(Entries taken from a collection)

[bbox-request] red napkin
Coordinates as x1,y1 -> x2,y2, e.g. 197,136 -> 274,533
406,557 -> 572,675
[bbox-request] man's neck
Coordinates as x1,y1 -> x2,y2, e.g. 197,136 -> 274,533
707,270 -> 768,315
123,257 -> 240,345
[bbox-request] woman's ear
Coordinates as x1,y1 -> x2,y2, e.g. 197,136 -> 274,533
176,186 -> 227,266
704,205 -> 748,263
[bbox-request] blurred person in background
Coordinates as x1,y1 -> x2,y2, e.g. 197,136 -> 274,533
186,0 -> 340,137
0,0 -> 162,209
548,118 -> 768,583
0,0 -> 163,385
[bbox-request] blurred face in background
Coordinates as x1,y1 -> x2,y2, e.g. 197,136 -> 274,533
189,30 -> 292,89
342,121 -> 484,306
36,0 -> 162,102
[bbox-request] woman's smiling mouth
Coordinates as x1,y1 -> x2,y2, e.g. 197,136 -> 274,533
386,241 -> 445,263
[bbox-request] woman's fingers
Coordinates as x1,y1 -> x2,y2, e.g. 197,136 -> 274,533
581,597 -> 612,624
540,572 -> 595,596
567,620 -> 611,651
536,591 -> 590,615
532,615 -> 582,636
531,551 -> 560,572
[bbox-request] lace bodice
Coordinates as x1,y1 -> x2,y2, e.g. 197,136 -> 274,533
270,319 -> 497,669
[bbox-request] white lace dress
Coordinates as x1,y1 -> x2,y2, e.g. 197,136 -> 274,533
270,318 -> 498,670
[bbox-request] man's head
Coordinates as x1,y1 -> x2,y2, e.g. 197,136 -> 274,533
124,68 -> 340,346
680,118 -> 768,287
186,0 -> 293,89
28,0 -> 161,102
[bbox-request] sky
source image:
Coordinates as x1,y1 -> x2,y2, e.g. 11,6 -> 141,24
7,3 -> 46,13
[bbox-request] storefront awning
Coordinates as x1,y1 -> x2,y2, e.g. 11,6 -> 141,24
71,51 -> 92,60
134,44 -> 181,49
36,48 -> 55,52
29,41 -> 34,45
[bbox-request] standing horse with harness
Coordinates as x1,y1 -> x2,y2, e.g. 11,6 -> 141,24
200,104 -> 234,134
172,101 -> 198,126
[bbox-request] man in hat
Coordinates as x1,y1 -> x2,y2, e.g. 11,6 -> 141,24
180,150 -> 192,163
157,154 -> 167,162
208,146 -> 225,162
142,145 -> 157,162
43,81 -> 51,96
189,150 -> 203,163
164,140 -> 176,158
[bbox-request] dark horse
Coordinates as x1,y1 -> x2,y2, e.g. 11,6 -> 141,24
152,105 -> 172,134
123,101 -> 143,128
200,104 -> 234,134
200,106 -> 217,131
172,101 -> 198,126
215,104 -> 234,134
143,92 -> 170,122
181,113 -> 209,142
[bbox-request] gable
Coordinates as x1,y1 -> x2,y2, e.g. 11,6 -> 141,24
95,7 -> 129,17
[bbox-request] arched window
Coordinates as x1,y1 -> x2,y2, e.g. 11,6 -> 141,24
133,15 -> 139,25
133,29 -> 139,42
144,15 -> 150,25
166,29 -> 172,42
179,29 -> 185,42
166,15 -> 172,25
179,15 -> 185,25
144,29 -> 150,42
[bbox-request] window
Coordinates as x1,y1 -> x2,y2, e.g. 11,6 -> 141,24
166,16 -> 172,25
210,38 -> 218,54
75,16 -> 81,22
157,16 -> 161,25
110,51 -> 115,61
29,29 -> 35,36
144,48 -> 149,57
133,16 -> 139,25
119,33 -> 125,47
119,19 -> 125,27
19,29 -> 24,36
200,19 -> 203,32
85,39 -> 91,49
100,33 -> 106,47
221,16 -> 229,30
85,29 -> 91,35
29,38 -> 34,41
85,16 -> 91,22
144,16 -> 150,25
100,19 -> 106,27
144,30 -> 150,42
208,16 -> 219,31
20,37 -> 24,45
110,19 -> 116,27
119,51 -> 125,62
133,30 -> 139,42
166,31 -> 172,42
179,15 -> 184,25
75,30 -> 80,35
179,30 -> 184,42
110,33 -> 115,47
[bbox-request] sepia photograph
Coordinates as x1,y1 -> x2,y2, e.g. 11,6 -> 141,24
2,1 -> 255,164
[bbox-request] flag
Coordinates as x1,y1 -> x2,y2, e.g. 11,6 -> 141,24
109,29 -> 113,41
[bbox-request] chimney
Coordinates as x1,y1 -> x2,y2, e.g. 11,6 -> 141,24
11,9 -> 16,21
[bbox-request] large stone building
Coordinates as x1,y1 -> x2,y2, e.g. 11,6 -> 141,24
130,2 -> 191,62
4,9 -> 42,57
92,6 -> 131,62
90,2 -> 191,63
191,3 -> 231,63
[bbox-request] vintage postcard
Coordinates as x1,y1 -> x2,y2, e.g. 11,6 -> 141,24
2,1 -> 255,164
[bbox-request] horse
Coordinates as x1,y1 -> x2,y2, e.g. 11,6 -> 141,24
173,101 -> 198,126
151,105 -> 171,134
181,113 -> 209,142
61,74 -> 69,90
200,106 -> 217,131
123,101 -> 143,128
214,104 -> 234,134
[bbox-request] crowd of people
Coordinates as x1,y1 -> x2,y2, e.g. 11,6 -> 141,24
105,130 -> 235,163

What to produce:
Could you return exactly the lines above from the line with "[bbox-request] large stone building" to the line with "[bbox-request] horse", both included, and nothing else?

Completed task:
[bbox-request] large stone building
Coordinates as x1,y1 -> x2,y2, e.g. 11,6 -> 141,24
130,2 -> 191,62
4,9 -> 42,57
92,6 -> 131,62
90,2 -> 191,63
191,3 -> 231,63
[bbox-request] vintage postcard
Coordinates as x1,y1 -> x2,y2, e.g. 11,6 -> 141,24
2,1 -> 255,164
[bbox-request] horse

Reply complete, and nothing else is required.